### WHAT THE EXERCISE ASKS
For the entries below, the result should be an exact transcription of the lines from the one with "column 415, row 167" up to and including the one with "column 33, row 122", and only those.

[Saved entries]
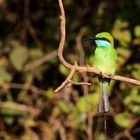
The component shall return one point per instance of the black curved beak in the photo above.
(90, 38)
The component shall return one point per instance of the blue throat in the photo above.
(102, 43)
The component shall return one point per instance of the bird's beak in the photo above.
(90, 38)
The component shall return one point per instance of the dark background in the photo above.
(30, 70)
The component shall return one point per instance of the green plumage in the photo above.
(105, 61)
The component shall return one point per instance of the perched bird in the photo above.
(105, 61)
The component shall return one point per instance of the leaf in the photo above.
(18, 57)
(87, 103)
(64, 106)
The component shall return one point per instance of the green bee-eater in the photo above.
(105, 61)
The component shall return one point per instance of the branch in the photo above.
(19, 107)
(40, 61)
(82, 69)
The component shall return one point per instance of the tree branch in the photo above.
(81, 68)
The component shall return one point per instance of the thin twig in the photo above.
(19, 107)
(40, 61)
(68, 78)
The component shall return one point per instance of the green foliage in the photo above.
(29, 33)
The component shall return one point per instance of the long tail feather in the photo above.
(103, 101)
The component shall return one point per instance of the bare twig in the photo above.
(19, 107)
(81, 68)
(68, 78)
(82, 59)
(40, 61)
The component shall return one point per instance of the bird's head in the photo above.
(104, 39)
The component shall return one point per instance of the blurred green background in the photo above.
(30, 70)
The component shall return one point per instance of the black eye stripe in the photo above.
(103, 39)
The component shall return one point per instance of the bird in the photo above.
(105, 61)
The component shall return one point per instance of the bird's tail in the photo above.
(103, 101)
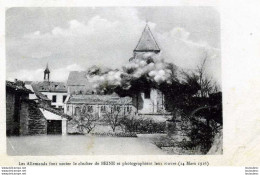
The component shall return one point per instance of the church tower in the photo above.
(146, 44)
(47, 74)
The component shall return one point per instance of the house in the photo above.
(150, 102)
(78, 83)
(98, 105)
(16, 107)
(54, 91)
(26, 116)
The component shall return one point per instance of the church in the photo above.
(149, 103)
(55, 92)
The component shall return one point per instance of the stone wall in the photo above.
(37, 124)
(10, 100)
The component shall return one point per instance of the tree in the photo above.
(207, 86)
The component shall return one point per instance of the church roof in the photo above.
(147, 42)
(100, 99)
(50, 86)
(47, 69)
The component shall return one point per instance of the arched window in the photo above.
(83, 110)
(103, 108)
(77, 111)
(90, 109)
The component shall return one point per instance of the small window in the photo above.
(84, 109)
(77, 111)
(64, 98)
(147, 94)
(103, 108)
(90, 109)
(54, 98)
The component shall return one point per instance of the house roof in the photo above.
(99, 99)
(39, 94)
(147, 42)
(77, 78)
(50, 115)
(50, 86)
(18, 87)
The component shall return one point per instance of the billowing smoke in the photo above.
(148, 67)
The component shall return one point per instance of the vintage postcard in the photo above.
(117, 84)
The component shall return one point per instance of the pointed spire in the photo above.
(47, 69)
(147, 41)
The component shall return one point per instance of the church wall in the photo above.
(152, 105)
(59, 98)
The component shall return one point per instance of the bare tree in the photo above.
(207, 85)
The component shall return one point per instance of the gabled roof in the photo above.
(18, 86)
(100, 99)
(39, 94)
(77, 78)
(147, 42)
(50, 86)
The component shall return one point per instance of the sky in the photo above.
(71, 39)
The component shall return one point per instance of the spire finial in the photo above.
(146, 21)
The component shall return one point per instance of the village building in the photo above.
(99, 105)
(26, 116)
(82, 95)
(55, 91)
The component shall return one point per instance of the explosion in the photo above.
(150, 67)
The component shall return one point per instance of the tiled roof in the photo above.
(77, 78)
(147, 41)
(18, 87)
(39, 94)
(50, 86)
(99, 99)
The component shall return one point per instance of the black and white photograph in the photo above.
(113, 81)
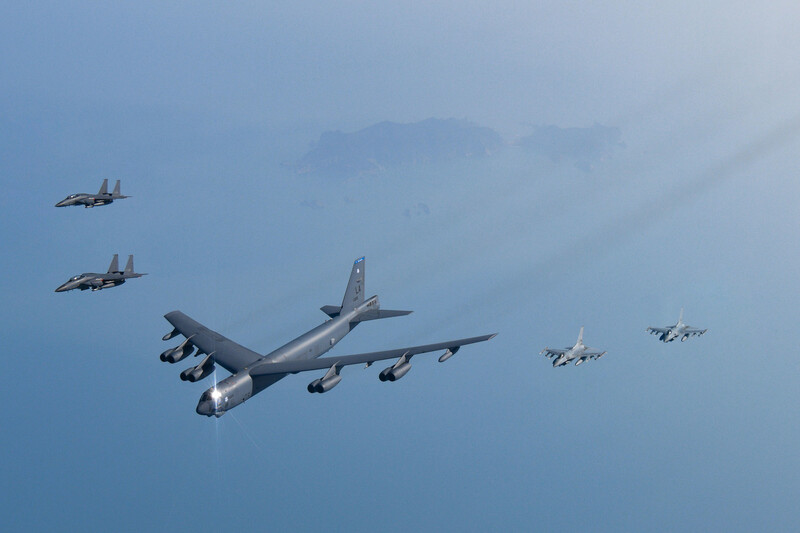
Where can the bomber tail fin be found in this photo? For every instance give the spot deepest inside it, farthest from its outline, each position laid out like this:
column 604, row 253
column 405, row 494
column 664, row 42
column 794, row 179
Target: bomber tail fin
column 354, row 295
column 114, row 266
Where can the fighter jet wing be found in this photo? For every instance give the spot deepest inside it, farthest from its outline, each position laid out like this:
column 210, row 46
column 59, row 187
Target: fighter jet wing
column 231, row 356
column 594, row 355
column 292, row 367
column 694, row 332
column 552, row 352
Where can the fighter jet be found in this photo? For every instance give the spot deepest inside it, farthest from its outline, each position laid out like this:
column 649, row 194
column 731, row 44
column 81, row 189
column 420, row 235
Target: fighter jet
column 670, row 333
column 579, row 351
column 96, row 282
column 91, row 200
column 252, row 373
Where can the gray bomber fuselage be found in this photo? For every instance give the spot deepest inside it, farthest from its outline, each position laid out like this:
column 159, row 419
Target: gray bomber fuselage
column 239, row 387
column 570, row 355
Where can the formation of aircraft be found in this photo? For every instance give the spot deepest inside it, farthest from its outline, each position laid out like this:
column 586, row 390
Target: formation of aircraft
column 679, row 329
column 578, row 353
column 251, row 373
column 96, row 282
column 102, row 197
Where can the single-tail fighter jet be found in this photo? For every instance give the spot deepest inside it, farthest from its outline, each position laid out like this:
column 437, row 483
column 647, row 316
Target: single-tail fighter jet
column 670, row 333
column 580, row 351
column 252, row 373
column 91, row 200
column 96, row 282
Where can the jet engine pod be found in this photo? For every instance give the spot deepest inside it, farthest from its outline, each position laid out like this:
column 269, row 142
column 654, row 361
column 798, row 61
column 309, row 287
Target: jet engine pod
column 448, row 354
column 327, row 384
column 178, row 353
column 199, row 372
column 312, row 387
column 396, row 373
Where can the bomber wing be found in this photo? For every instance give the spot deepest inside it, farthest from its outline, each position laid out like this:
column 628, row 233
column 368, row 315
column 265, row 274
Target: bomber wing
column 292, row 367
column 231, row 356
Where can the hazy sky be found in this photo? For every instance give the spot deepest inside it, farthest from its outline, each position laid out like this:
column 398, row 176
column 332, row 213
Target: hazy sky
column 199, row 106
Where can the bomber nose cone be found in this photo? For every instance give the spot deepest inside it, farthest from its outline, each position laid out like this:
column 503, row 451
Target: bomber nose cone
column 205, row 408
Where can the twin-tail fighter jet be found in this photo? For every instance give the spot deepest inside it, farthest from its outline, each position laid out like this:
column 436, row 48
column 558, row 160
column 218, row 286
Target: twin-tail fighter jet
column 670, row 333
column 91, row 200
column 96, row 282
column 252, row 373
column 580, row 351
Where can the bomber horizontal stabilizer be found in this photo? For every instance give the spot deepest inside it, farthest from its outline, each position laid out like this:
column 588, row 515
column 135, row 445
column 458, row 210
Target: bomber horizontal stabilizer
column 376, row 314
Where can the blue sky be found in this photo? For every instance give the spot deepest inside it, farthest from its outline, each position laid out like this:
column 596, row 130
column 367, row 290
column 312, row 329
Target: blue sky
column 197, row 106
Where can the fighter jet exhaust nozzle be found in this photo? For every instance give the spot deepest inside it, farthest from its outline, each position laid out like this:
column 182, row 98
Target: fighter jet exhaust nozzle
column 327, row 384
column 394, row 373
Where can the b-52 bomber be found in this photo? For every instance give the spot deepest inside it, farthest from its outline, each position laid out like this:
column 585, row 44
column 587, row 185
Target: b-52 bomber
column 252, row 373
column 580, row 351
column 91, row 200
column 670, row 333
column 96, row 282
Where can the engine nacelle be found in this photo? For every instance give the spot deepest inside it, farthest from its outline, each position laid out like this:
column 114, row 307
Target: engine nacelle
column 393, row 373
column 180, row 352
column 199, row 372
column 327, row 384
column 312, row 387
column 448, row 354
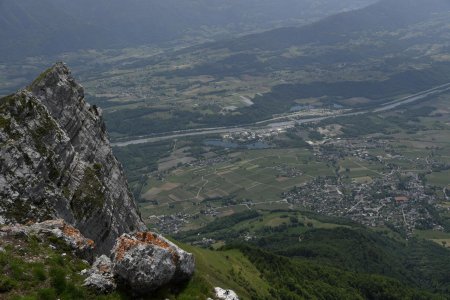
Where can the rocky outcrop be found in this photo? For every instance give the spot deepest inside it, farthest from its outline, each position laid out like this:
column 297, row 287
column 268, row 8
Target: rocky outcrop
column 100, row 276
column 59, row 176
column 48, row 231
column 223, row 294
column 143, row 262
column 56, row 162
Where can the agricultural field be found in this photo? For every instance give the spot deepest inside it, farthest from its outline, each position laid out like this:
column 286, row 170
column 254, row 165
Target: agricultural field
column 191, row 183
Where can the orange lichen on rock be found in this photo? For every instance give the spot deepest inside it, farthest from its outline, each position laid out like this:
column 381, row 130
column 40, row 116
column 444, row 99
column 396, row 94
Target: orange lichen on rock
column 76, row 234
column 142, row 238
column 150, row 238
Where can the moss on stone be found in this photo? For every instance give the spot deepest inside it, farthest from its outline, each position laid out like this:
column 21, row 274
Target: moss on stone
column 89, row 197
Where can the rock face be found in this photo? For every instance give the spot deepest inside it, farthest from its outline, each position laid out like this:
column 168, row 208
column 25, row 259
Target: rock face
column 225, row 294
column 100, row 276
column 143, row 262
column 56, row 162
column 65, row 233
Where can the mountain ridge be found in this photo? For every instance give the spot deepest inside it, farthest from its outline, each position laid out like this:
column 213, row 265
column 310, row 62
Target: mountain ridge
column 57, row 162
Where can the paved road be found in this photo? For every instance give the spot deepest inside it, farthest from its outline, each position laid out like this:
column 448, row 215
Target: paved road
column 271, row 124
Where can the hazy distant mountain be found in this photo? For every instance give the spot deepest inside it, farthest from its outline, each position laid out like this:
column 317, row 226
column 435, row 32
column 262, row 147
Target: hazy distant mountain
column 384, row 15
column 30, row 27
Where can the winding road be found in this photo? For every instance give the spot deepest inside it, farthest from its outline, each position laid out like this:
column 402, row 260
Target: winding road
column 275, row 123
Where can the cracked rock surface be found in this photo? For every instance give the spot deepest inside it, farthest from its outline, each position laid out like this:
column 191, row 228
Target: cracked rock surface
column 56, row 162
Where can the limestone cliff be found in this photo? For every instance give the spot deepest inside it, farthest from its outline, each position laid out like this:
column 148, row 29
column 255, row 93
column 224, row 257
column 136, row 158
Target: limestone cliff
column 56, row 162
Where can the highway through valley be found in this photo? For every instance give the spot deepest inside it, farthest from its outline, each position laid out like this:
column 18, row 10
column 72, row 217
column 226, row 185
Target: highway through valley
column 290, row 120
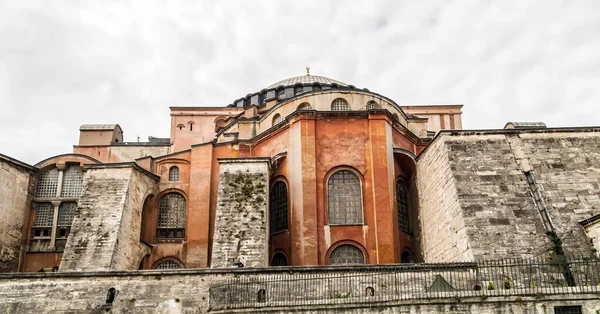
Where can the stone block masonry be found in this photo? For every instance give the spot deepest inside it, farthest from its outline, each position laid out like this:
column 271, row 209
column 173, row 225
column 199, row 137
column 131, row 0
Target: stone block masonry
column 17, row 185
column 241, row 220
column 106, row 229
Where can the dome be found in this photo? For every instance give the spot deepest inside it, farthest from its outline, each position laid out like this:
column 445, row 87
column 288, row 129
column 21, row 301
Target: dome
column 306, row 79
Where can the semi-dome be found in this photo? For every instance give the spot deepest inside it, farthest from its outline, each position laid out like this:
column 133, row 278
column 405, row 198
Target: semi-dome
column 306, row 79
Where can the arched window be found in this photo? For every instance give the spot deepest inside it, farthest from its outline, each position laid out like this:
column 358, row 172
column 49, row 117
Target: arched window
column 174, row 174
column 47, row 183
column 72, row 182
column 373, row 105
column 402, row 205
column 278, row 207
column 339, row 104
column 346, row 254
column 304, row 106
column 276, row 119
column 344, row 198
column 405, row 257
column 169, row 264
column 171, row 216
column 279, row 260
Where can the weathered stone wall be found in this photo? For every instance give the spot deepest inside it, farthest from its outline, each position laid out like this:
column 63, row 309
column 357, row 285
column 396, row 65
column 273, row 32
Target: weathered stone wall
column 442, row 231
column 17, row 185
column 106, row 230
column 241, row 221
column 485, row 172
column 187, row 291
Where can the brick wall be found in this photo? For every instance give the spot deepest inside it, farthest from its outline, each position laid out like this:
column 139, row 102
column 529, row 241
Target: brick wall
column 241, row 219
column 17, row 184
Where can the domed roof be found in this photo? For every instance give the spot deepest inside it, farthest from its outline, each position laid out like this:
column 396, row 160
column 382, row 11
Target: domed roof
column 306, row 79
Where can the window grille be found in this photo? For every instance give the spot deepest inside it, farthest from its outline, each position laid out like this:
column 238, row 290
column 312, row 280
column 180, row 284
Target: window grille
column 66, row 214
column 340, row 105
column 344, row 199
column 276, row 119
column 72, row 182
column 305, row 106
column 373, row 105
column 171, row 216
column 47, row 184
column 346, row 254
column 279, row 260
column 402, row 206
column 169, row 265
column 44, row 215
column 174, row 174
column 278, row 208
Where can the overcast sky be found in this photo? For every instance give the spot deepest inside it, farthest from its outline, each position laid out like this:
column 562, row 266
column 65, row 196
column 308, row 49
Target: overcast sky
column 63, row 65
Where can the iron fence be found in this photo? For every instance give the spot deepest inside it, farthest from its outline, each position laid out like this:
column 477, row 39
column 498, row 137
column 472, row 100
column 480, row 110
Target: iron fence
column 383, row 283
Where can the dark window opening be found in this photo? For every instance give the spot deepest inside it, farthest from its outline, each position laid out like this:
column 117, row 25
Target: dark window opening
column 278, row 207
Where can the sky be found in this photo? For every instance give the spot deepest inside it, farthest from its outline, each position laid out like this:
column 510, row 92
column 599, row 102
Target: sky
column 67, row 63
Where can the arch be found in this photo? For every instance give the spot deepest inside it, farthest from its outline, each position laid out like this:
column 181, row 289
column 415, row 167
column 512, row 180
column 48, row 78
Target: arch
column 373, row 105
column 279, row 259
column 276, row 119
column 347, row 253
column 168, row 263
column 173, row 174
column 339, row 104
column 344, row 198
column 304, row 106
column 278, row 207
column 171, row 216
column 402, row 204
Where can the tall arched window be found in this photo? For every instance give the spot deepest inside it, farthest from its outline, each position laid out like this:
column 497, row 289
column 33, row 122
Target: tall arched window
column 169, row 264
column 279, row 260
column 171, row 216
column 278, row 209
column 344, row 198
column 346, row 254
column 340, row 104
column 373, row 105
column 402, row 205
column 276, row 119
column 174, row 174
column 305, row 106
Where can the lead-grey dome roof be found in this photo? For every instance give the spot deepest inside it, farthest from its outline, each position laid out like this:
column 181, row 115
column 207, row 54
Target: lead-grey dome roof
column 306, row 79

### ANSWER TO THE PROBLEM
column 415, row 167
column 512, row 180
column 48, row 78
Target: arch
column 373, row 105
column 279, row 259
column 276, row 119
column 347, row 253
column 168, row 263
column 173, row 174
column 339, row 104
column 344, row 198
column 304, row 106
column 278, row 207
column 171, row 216
column 402, row 204
Where can the tall arched window be found in this photo? For every instance give the spot deepest inside it, farthest from its outline, each position laid out like this:
column 497, row 289
column 33, row 122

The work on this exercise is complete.